··· Extracted text

Why We Are Once Again Rescuing a ‘Safe’ Investment
Just before midnight Wednesday, the Federal Reserve announced that it was offering emergency loans to help money market mutual funds, its latest effort to shore up the financial system.
Money market funds make up a $4 trillion industry and are an important source of financing for corporations. They are generally considered safer than other types of debt investments, but were a big problem during the 2008 financial crisis. And now, the coronavirus-related panic engulfing the markets has walloped one type of money market fund again.
What are money market mutual funds?
They are mutual funds run by big asset managers such as BlackRock that invest in short-term debt issued by the federal government, other government agencies and companies. Individuals and institutions invest in them with the expectation that they will get all their money back and a return that is usually slightly better than a bank account’s. Some money market funds invest primarily in government securities, while others, so-called prime funds, hold mostly a type of short-term debt issued by companies called commercial paper. The government funds have $3 trillion in assets, and the prime funds have $1 trillion, according to Crane Data, a research firm that tracks money market funds.
Why have they become a problem?
Investors are flocking to the funds that hold mostly government securities but they have been pulling money out of prime funds to invest in safer assets, like cash. Assets in institutional prime money market funds — in which businesses park their money — have declined by $80 billion, or 12 percent, since March 4, analysts at Barclays wrote Thursday.
When big withdrawals occur, the money market funds have to raise cash to pay investors who want to exit. To do that, they try to sell assets to banks, stop investing so much in commercial paper and make fewer short-term “repo” loans to Wall Street banks. The banks use these loans to help finance their huge inventories of stocks and bonds. Companies suddenly lose a source of borrowing, which may prompt them to draw down credit lines they have with banks. Wall Street firms also lose an important source of financing and, as a result, may sell or hold fewer securities, which can cause disruption in the markets.

······

**Task list**:
1. Translate this sentence from the article on money market funds into Spanish: "Money market funds make up a $4 trillion industry and are an important source of financing for corporations."
2. Based on the article on money market funds, answer yes or no to each statement and quote the words that decide it: (a) Government money market funds hold more assets than prime funds. (b) Investors have been pulling money out of funds that hold mostly government securities. (c) Prime funds hold mostly commercial paper.
3. List every step the article on money market funds says the funds try to take to raise cash when big withdrawals occur.
You will not need the entries below.

··· Records shown

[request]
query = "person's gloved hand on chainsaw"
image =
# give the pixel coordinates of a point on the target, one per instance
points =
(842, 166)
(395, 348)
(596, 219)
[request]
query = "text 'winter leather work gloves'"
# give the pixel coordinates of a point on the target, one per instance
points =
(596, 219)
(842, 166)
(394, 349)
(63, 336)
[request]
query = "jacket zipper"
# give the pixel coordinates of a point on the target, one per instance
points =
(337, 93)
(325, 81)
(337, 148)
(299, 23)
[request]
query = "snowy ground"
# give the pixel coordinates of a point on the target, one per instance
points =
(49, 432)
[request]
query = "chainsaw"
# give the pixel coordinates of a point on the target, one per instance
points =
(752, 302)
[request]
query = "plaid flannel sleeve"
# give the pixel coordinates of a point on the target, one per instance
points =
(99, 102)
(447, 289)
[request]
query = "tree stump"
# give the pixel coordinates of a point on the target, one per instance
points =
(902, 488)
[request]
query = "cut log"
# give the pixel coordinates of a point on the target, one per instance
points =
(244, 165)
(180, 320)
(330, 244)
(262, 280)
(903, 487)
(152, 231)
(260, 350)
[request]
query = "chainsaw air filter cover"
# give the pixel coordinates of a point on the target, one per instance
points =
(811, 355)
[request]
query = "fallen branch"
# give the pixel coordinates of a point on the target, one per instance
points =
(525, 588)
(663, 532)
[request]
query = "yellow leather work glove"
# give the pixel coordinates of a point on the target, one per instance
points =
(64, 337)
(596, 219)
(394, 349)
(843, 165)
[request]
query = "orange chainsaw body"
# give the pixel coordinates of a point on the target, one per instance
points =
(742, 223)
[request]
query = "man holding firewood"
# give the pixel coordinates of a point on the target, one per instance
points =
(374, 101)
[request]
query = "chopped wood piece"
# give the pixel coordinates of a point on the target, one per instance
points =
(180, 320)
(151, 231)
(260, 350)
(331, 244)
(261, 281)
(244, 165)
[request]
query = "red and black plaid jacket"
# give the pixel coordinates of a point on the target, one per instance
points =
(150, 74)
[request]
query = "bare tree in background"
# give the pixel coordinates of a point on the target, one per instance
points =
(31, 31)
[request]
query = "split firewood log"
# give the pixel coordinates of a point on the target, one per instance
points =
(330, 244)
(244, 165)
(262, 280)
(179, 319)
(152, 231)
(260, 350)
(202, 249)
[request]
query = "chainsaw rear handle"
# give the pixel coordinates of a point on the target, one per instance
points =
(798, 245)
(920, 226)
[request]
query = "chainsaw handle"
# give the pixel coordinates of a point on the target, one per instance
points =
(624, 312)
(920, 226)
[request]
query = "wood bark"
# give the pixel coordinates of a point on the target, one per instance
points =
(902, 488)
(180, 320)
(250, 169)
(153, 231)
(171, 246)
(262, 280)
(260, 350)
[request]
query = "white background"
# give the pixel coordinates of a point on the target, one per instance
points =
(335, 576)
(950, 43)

······

**Answers to the problems**:
1. Los fondos del mercado monetario constituyen una industria de 4 billones de dólares y son una fuente importante de financiación para las empresas.

2.
(a) Yes: "The government funds have $3 trillion in assets, and the prime funds have $1 trillion"
(b) No: "Investors are flocking to the funds that hold mostly government securities"
(c) Yes: "so-called prime funds, hold mostly a type of short-term debt issued by companies called commercial paper"

3.
- Sell assets to banks
- Stop investing so much in commercial paper
- Make fewer short-term "repo" loans to Wall Street banks